--- Entries ---
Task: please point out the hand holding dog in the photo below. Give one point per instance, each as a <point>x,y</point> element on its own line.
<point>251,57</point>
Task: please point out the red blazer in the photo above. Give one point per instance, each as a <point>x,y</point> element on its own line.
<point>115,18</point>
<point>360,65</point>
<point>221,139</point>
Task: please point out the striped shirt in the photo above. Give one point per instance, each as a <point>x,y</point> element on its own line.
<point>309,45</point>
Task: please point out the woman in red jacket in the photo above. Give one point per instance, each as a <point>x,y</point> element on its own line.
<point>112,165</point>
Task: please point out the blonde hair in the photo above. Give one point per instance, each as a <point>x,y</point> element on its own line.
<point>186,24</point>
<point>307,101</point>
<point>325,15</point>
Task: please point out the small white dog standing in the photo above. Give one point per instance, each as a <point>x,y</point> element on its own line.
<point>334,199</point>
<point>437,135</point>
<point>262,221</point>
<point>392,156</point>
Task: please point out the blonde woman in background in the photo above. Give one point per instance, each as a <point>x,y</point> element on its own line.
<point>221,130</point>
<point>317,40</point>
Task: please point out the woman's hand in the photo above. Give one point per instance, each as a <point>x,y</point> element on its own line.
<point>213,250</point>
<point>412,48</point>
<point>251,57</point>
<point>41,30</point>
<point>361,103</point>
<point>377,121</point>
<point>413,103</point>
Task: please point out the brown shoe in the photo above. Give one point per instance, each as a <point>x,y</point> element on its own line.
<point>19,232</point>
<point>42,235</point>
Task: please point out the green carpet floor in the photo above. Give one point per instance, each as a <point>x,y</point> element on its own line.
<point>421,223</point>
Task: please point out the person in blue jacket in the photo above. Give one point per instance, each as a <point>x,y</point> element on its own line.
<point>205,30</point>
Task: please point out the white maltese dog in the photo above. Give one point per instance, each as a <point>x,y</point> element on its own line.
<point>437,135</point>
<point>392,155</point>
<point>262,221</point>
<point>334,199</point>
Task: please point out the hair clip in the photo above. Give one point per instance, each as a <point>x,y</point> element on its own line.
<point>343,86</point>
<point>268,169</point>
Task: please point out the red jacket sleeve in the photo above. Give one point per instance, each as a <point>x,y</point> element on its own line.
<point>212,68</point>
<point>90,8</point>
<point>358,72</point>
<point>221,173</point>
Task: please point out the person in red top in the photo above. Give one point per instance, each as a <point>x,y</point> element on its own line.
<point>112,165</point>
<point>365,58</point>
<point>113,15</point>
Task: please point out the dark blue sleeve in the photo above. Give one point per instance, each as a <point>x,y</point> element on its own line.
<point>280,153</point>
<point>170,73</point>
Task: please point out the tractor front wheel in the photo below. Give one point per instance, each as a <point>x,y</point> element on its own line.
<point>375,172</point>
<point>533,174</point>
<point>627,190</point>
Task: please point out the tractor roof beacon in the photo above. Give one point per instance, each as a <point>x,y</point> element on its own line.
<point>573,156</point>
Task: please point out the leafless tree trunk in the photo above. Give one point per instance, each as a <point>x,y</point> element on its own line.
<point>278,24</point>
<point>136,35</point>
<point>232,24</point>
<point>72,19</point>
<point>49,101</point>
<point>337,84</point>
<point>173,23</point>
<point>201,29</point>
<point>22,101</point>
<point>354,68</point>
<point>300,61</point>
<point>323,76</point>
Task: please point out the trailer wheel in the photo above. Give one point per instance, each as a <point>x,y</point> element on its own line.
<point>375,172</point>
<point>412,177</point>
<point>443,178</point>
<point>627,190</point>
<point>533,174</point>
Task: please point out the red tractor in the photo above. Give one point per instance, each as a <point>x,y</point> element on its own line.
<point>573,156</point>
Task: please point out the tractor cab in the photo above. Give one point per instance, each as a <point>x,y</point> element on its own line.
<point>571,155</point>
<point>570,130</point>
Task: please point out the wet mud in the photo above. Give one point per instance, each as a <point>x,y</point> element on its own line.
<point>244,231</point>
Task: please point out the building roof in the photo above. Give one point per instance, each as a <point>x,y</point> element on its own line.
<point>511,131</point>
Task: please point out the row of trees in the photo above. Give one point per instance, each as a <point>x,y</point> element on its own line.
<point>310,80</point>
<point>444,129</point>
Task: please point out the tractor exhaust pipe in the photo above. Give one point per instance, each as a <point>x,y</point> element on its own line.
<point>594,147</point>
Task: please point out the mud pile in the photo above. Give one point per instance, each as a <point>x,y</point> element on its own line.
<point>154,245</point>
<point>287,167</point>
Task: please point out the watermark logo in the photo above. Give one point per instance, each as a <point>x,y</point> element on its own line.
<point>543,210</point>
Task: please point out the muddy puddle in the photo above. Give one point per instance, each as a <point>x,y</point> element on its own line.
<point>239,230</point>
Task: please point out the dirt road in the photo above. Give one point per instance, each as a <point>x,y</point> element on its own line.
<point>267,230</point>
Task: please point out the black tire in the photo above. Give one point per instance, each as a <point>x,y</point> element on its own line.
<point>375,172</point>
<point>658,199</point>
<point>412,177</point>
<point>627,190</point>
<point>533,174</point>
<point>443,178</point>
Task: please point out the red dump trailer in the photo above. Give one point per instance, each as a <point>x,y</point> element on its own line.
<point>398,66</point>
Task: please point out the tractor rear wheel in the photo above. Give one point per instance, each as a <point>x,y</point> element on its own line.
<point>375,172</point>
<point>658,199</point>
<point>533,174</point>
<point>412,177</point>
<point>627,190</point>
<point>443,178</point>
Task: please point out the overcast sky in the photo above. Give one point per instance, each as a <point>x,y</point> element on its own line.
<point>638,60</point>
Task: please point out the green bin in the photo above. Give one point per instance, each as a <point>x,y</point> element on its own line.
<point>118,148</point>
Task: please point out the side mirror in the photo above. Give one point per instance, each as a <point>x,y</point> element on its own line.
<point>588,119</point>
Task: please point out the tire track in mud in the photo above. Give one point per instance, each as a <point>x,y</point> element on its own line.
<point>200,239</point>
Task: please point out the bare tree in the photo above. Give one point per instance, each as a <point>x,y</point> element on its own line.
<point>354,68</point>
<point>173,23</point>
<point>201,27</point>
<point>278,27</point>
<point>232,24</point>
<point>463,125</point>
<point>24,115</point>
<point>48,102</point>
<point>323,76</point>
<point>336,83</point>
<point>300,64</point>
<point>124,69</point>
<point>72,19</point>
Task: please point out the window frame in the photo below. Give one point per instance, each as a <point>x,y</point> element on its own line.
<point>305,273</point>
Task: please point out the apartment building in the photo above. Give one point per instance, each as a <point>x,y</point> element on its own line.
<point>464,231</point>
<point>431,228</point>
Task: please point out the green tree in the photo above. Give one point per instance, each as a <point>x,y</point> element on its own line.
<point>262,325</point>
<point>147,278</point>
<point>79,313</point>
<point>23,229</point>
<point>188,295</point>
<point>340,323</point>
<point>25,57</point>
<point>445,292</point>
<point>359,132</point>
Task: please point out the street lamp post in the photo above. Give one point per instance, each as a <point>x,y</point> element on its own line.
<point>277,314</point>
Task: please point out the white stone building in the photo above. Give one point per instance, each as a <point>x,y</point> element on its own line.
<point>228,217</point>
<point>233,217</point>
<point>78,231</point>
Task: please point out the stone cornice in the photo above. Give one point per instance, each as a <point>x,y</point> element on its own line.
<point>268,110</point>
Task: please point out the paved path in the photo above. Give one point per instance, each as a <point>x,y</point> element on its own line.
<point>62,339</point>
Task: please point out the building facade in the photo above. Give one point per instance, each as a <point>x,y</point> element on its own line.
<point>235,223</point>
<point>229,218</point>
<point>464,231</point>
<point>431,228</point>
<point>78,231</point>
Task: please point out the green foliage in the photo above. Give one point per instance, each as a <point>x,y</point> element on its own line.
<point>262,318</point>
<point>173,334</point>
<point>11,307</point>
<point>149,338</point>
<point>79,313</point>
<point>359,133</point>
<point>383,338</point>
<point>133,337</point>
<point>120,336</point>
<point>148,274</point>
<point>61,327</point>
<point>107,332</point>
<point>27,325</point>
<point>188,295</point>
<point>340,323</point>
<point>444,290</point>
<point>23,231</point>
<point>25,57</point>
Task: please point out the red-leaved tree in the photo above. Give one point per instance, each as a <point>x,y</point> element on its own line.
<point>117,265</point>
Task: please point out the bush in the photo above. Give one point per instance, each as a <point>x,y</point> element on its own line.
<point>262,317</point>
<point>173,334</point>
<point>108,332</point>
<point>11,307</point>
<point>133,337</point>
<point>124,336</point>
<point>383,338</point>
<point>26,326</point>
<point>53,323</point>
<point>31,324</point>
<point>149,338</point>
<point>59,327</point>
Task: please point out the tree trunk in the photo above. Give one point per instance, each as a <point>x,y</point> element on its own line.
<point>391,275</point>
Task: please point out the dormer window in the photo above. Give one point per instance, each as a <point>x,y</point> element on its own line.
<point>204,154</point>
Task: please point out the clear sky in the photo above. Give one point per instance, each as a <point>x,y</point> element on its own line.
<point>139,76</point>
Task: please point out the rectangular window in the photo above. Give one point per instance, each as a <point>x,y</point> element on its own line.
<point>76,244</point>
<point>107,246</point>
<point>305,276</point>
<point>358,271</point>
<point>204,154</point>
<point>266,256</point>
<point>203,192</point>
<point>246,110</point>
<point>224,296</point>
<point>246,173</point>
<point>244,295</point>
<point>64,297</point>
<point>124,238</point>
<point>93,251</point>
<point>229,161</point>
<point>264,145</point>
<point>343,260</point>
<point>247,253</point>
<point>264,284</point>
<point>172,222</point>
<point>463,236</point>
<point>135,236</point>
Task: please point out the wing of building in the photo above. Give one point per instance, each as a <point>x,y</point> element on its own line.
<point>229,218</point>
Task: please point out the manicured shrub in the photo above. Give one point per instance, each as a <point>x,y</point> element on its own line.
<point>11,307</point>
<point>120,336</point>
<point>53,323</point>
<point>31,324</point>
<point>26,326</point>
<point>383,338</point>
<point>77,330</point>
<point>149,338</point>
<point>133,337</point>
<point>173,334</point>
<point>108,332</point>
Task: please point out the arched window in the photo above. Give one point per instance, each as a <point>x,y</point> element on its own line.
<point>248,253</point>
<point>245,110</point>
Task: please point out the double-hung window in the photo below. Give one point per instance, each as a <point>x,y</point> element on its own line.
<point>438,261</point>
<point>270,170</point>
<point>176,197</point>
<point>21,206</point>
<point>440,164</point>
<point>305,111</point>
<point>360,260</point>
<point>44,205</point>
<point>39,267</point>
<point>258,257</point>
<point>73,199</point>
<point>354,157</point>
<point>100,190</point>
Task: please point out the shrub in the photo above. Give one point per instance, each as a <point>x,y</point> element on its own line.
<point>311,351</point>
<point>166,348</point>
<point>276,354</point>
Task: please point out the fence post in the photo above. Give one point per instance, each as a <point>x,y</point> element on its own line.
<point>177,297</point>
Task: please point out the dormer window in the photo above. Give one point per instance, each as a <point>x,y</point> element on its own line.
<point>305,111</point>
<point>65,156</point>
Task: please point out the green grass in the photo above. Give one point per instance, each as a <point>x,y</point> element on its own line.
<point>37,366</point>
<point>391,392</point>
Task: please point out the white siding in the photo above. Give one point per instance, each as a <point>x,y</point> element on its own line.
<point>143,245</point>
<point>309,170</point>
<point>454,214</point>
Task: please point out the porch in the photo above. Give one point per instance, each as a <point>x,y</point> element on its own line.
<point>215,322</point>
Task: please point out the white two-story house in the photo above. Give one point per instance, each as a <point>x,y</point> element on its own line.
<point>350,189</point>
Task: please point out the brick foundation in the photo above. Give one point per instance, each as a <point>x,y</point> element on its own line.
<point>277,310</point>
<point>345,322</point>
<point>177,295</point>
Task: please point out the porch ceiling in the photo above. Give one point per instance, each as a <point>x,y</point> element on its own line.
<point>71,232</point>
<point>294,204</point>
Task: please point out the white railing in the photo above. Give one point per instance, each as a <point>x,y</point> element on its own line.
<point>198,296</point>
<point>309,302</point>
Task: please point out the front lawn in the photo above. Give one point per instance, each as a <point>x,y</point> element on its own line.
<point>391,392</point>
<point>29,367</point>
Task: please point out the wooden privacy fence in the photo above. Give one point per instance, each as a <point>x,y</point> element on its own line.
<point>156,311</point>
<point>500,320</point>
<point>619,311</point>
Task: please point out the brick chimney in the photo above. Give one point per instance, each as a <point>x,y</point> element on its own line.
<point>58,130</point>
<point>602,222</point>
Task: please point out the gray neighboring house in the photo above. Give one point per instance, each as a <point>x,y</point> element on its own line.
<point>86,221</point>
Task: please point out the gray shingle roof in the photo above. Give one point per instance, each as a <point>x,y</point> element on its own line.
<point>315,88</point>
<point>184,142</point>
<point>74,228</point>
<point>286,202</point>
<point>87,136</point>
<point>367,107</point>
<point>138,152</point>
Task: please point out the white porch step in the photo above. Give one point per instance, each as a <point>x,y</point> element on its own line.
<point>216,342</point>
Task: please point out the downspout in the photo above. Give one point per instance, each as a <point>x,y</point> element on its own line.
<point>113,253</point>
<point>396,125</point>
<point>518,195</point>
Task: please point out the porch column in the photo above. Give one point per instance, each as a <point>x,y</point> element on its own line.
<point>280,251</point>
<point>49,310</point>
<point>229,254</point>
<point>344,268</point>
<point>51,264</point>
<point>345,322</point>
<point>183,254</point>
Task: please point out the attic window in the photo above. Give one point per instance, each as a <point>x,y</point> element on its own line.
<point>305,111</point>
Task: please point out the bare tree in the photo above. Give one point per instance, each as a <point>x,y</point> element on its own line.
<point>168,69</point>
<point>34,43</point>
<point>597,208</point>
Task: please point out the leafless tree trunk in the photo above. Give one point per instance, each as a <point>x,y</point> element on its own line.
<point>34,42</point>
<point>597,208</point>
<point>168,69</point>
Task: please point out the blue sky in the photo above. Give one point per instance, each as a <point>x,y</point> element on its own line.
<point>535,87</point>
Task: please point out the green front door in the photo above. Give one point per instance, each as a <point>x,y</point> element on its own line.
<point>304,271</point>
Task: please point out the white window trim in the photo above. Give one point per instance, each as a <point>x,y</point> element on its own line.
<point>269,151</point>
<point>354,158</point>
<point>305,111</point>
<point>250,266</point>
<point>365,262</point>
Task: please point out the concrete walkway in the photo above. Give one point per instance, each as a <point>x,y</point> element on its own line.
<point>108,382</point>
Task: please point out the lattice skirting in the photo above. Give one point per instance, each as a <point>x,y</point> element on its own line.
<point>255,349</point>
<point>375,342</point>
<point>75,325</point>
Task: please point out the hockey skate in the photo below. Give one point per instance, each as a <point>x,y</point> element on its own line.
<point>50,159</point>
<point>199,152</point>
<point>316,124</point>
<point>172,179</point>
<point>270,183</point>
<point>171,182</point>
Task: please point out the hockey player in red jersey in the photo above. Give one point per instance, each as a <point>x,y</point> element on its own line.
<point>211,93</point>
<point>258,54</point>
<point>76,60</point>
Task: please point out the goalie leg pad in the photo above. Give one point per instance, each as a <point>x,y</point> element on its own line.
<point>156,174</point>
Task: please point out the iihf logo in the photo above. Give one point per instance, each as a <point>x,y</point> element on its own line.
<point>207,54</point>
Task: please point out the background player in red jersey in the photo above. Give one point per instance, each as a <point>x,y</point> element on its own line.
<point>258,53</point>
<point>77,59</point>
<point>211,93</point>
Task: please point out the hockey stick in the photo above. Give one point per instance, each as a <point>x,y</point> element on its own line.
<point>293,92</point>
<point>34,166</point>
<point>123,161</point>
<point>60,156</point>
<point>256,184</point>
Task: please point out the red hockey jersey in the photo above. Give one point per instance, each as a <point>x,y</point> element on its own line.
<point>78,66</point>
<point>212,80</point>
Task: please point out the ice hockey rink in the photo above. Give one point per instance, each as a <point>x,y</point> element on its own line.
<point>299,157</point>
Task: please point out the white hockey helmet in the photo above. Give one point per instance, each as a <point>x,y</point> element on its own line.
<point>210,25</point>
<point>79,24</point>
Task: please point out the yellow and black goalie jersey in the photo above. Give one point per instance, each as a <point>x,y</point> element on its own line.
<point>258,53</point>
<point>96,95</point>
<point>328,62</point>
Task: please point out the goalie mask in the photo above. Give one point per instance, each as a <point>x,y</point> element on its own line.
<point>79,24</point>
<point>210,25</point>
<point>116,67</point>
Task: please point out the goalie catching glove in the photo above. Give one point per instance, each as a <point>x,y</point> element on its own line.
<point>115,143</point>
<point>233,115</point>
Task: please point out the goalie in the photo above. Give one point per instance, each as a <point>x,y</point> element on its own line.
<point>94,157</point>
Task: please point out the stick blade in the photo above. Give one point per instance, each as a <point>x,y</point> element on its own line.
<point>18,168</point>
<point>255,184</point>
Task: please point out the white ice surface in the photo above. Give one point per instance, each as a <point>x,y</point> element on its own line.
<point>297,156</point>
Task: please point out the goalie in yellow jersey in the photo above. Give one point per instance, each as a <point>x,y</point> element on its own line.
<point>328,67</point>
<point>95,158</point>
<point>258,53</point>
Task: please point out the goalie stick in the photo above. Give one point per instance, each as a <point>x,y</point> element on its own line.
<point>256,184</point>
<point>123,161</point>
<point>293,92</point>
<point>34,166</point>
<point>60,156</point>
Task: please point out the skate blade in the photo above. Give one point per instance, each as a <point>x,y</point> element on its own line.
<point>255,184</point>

--- The problem ---
Update the stretch from the line containing "Task: please point out the goalie leg" through the line containing "<point>212,80</point>" by replacing "hockey stick" with "stick", leaving everything else unchanged.

--- Response below ---
Task: please point out the goalie leg pad in the photo above. Give one point per instance, each as a <point>x,y</point> element on its own line.
<point>156,174</point>
Task: please point out the iihf logo in the photo above. Give one point per instance, each as a <point>x,y</point> element on its own line.
<point>207,54</point>
Task: please point out the background player in red jersey in the photo above. Give one point per instance, each as a <point>x,y</point> element on its own line.
<point>258,53</point>
<point>77,59</point>
<point>211,93</point>
Task: please point out the stick in the photo above. Give one point per instance, each as a <point>x,y</point> element on its own line.
<point>293,92</point>
<point>34,166</point>
<point>123,161</point>
<point>60,156</point>
<point>256,184</point>
Task: please point out the red hockey jersey in the photo above. Give one point per instance, each as a <point>x,y</point> element on its own line.
<point>78,66</point>
<point>212,80</point>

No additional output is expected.